* **Extrait du texte**

»»

À
bord de sa voiture, André Dupuis, psychiatre, croit qu'avec
un peu de bonne volonté, tous peuvent devenir riches. « Mon
expérience m'a fait voir qu'une personne qui veut faire des
sous [peut y arriver]. On a un besoin énorme de gens qui
n'ont pas de métier, alors un jeune peut trouver un emploi.
Il n'y a pas de sot métier. On peut devenir très riche
à faire du travail domestique. »
Seulement
voilà, même en travaillant très dur, tout le
monde ne devient pas riche aux États-Unis. Parmi ces immigrants
qui rêvaient d'une vie meilleure, beaucoup ont simplement
réussi à vivre un peu mieux que leurs parents, et
à espérer que leurs enfants feraient de même.
C'est le cas de M. Tribuzio, propriétaire d'une boucherie
italienne de Brooklyn. « L'Amérique a beaucoup
changée. Ce n'est plus l'Amérique que j'ai connue.
Aujourd'hui, il vous faut être très spécialisé.
Si vous n'êtes pas spécialisé, c'est très
dur car la vie est très chère. Ce n'est plus l'Amérique
de ceux qui ne venaient qu'avec leurs bras. »
Le
développement de la classe moyenne américaine s'est
appuyé à la fois sur les réformes sociales
et le syndicalisme issus de la crise des années 30, ainsi
que sur la prospérité économique de l'après-guerre,
un monde où l'écart entre riches et pauvres avait
tendance à décroître. Un monde aujourd'hui disparu.
Depuis
25 ans, une partie de la classe moyenne américaine a dû
lutter pour maintenir son revenu. Bill Savage ne pense pas autrement,
ce fils de policier d'origine irlandaise est chargé de cours
dans une université, mais ne gagne pas assez d'argent pour
s'acheter une maison. « La croissance aux États-Unis,
au 19e et début du 20e siècle, était une croissance
industrielle. Ça suppose qu'on faisait travailler les gens.

««

Recopiez mot pour mot le passage de l'extrait ci-dessus sur le rêve américain qui va de « Aujourd'hui, il vous » à « monde aujourd'hui disparu. », ces deux bouts compris.

* **Liste des données**
»»

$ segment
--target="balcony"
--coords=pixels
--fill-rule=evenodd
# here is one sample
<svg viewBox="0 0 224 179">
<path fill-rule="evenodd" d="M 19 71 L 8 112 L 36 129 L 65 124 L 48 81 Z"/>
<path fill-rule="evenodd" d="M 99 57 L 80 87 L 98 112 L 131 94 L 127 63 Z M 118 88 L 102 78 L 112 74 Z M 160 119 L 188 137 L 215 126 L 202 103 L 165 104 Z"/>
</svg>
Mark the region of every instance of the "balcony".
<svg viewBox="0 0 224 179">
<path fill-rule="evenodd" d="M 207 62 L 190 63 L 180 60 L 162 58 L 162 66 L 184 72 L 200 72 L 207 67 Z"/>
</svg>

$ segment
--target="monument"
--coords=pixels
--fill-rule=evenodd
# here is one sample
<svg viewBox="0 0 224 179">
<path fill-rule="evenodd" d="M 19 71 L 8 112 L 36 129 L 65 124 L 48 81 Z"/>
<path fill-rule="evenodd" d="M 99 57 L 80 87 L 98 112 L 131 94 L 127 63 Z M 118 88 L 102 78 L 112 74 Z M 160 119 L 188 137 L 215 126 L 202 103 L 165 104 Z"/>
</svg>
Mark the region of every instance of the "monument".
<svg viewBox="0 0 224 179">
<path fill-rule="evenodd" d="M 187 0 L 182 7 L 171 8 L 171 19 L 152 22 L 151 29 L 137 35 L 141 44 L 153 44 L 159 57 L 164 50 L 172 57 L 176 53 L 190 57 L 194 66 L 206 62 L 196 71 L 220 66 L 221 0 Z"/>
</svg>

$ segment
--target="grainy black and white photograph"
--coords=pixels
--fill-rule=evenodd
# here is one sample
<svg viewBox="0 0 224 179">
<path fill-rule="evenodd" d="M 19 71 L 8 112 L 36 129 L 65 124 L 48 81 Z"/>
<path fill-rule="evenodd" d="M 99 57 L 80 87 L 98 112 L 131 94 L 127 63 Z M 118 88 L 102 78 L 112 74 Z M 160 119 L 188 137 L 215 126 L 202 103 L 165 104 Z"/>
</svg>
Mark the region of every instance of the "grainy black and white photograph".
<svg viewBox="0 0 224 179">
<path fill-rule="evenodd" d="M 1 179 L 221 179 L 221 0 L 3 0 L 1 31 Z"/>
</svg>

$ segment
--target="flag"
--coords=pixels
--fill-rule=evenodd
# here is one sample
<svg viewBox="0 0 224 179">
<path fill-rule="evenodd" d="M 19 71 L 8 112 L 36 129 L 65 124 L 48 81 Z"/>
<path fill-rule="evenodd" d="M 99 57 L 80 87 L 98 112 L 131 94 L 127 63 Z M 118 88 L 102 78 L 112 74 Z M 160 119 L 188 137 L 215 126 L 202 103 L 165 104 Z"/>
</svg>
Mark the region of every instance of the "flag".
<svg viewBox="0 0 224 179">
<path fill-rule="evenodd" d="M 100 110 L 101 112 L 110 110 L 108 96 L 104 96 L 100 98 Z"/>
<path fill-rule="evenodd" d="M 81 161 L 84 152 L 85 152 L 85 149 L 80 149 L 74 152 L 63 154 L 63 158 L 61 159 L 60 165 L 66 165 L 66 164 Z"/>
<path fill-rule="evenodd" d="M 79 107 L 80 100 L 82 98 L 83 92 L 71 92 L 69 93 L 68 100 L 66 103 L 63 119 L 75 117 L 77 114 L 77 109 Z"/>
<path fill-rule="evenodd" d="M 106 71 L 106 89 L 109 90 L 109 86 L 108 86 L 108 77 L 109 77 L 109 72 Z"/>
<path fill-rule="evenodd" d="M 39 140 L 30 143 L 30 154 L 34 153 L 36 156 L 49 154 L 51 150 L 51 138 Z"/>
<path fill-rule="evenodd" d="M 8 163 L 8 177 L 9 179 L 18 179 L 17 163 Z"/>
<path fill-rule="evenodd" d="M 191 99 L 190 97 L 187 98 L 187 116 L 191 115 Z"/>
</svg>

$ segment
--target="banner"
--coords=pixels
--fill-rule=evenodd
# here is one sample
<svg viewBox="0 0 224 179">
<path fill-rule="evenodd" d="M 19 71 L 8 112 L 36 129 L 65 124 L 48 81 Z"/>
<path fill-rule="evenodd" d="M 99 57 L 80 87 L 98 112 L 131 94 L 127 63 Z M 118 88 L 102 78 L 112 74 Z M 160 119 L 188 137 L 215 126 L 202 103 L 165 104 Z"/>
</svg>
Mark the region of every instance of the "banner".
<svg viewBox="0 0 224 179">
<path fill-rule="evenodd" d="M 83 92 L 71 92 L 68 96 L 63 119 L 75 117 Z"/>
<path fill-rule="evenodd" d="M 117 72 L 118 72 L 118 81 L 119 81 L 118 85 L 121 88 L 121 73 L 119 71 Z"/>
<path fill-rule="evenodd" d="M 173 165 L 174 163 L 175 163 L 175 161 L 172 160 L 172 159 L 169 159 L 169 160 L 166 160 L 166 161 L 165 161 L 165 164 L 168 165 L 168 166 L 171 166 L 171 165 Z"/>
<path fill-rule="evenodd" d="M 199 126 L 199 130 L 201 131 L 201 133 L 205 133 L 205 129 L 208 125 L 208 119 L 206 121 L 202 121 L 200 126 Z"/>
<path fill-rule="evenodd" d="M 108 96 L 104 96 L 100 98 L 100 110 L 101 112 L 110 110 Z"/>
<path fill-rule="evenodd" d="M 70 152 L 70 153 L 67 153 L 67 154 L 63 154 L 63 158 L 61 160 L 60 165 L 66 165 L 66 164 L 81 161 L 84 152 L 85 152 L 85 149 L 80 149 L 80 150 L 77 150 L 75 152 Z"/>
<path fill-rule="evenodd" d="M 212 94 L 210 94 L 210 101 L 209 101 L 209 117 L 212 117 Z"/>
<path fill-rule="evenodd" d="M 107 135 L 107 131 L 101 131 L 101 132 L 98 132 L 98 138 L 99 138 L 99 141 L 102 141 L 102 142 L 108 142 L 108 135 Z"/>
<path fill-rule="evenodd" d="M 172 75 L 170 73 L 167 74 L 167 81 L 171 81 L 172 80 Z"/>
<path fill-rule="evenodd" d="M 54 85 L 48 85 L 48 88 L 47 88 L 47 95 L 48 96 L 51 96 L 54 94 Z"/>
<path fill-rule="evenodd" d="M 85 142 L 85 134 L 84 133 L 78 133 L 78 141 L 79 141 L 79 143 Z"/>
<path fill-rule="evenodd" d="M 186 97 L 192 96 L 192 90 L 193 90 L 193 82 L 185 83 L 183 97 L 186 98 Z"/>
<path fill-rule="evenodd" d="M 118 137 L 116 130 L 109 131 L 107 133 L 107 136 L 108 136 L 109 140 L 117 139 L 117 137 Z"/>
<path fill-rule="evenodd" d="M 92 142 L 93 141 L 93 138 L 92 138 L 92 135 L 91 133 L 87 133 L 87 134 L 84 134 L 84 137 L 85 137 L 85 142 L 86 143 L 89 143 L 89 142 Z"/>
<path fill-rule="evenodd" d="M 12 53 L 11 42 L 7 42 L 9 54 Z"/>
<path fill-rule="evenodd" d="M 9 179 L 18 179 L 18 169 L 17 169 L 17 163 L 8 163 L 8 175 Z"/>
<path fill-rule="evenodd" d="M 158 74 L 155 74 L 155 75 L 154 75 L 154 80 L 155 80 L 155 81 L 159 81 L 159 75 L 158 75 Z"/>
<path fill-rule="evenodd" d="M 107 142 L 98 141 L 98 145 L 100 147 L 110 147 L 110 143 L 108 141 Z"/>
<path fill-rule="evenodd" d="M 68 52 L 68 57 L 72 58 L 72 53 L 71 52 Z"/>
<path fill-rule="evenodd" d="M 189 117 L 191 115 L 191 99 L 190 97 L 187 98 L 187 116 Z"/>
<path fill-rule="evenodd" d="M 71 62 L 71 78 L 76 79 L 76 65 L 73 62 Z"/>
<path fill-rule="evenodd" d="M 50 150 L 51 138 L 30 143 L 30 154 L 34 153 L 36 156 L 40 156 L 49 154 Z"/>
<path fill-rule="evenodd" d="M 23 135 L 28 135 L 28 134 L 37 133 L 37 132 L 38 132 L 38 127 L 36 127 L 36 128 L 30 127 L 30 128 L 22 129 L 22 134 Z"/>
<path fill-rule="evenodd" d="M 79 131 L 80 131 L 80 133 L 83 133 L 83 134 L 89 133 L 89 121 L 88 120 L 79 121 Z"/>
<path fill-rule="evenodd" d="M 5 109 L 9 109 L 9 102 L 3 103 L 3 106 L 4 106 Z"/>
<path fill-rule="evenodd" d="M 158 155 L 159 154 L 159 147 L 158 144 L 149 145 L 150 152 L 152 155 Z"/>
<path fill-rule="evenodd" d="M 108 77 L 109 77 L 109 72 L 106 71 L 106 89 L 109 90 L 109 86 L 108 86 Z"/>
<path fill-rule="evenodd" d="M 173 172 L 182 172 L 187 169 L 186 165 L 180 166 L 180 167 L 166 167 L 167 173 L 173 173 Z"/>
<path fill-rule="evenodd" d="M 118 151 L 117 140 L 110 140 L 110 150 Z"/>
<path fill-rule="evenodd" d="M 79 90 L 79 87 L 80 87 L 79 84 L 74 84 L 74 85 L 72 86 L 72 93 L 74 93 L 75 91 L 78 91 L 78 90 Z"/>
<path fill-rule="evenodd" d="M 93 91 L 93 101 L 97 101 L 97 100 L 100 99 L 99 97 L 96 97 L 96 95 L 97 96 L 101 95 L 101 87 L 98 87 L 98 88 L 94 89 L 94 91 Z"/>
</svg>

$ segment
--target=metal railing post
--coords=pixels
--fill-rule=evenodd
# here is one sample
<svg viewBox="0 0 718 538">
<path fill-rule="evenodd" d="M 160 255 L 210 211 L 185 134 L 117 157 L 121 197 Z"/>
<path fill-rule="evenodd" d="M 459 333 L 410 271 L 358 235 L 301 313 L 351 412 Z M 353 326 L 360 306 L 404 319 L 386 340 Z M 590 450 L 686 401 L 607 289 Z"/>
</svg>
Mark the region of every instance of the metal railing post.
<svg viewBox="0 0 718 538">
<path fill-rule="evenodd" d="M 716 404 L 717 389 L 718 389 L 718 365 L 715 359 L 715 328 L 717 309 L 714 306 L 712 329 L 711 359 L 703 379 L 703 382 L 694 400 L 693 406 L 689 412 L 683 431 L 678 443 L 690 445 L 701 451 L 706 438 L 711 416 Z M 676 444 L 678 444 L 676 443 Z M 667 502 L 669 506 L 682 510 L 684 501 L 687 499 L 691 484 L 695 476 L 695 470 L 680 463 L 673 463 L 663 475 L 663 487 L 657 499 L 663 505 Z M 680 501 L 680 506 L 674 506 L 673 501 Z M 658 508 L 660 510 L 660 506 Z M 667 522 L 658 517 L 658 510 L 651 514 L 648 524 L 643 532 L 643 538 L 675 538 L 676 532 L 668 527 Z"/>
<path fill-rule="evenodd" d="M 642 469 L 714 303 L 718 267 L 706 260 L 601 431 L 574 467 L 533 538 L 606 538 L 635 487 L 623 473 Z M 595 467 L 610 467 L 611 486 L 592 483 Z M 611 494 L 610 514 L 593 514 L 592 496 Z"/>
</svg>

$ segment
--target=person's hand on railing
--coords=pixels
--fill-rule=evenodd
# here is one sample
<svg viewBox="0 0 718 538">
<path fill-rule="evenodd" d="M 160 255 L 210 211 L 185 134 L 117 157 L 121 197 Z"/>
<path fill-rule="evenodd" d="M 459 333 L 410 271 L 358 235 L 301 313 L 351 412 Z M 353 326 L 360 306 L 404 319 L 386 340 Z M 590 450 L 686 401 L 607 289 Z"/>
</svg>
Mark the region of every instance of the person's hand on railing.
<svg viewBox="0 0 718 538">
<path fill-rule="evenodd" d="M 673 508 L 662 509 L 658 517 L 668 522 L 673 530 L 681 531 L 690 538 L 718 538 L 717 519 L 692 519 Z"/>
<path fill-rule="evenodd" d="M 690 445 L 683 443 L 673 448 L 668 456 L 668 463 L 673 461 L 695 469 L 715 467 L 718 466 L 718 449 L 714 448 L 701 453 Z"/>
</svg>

««

* **Résultat**
Aujourd'hui, il vous faut être très spécialisé.
Si vous n'êtes pas spécialisé, c'est très
dur car la vie est très chère. Ce n'est plus l'Amérique
de ceux qui ne venaient qu'avec leurs bras. »
Le
développement de la classe moyenne américaine s'est
appuyé à la fois sur les réformes sociales
et le syndicalisme issus de la crise des années 30, ainsi
que sur la prospérité économique de l'après-guerre,
un monde où l'écart entre riches et pauvres avait
tendance à décroître. Un monde aujourd'hui disparu.